Exactly as written, set down the lines from the top of the entries through the line bearing "positive clicks: (262, 61)", with every picture left out.

(INPUT begins)

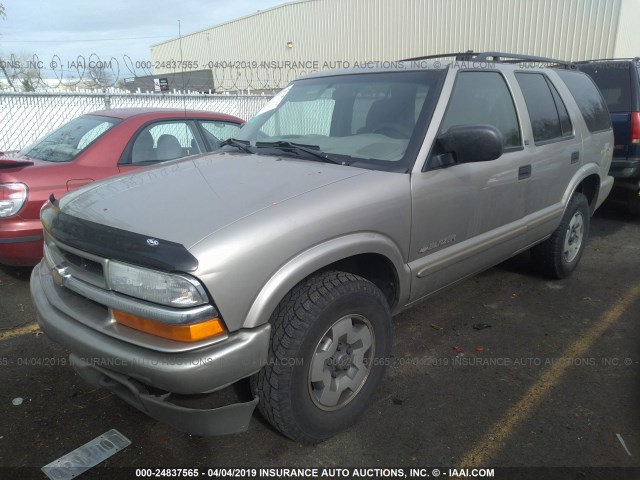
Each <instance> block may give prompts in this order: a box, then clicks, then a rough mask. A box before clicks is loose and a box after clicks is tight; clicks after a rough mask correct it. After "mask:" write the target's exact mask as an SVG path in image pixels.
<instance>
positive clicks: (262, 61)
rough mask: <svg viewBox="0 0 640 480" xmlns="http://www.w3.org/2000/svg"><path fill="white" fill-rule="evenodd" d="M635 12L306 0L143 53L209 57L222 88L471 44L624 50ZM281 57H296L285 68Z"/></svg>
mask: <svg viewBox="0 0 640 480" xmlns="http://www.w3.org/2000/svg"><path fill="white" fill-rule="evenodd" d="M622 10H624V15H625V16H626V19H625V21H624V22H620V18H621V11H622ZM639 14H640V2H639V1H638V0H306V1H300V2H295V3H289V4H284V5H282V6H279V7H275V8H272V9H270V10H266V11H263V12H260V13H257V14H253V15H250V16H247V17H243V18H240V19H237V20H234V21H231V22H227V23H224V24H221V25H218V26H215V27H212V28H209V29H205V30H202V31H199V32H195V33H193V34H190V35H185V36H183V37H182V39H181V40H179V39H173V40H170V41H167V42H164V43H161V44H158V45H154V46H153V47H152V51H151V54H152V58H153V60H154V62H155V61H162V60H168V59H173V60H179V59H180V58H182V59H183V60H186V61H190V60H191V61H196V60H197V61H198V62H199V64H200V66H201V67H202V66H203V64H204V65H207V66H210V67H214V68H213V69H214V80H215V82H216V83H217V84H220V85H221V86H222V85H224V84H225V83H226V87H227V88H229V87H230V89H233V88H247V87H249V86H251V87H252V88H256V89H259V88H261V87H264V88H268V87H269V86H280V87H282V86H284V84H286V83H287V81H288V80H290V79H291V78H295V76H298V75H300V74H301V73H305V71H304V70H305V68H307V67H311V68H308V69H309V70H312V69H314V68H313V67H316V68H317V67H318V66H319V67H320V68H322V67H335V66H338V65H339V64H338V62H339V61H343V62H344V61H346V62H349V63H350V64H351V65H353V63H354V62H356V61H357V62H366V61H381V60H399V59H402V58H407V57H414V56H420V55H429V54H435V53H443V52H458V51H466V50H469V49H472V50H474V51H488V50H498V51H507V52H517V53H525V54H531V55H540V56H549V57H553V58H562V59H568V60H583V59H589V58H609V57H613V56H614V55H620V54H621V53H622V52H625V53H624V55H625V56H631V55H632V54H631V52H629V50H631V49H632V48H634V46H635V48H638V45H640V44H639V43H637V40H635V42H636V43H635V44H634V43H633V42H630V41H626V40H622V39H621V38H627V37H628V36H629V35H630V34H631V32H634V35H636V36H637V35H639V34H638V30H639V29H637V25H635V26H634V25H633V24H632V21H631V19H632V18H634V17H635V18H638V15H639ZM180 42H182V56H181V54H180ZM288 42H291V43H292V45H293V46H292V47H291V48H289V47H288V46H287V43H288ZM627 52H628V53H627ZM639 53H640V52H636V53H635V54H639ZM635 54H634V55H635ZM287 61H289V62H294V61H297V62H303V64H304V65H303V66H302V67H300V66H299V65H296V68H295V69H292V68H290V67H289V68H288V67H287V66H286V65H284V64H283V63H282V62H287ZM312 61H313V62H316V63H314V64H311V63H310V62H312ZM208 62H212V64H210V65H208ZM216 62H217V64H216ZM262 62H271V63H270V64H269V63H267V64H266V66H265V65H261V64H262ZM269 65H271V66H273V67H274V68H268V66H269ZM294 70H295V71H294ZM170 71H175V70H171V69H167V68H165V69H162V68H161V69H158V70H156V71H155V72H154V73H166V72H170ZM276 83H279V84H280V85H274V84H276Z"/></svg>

(INPUT ends)

■ **ANSWER BOX**:
Each <instance> block may give prompts in this order: a box, then clicks, then a rough mask. A box before clicks is loose and a box after clicks is tight; clicks after a rough mask correct it. After "mask:" write the target's exact mask as an SVG path in image pixels.
<instance>
positive clicks: (262, 61)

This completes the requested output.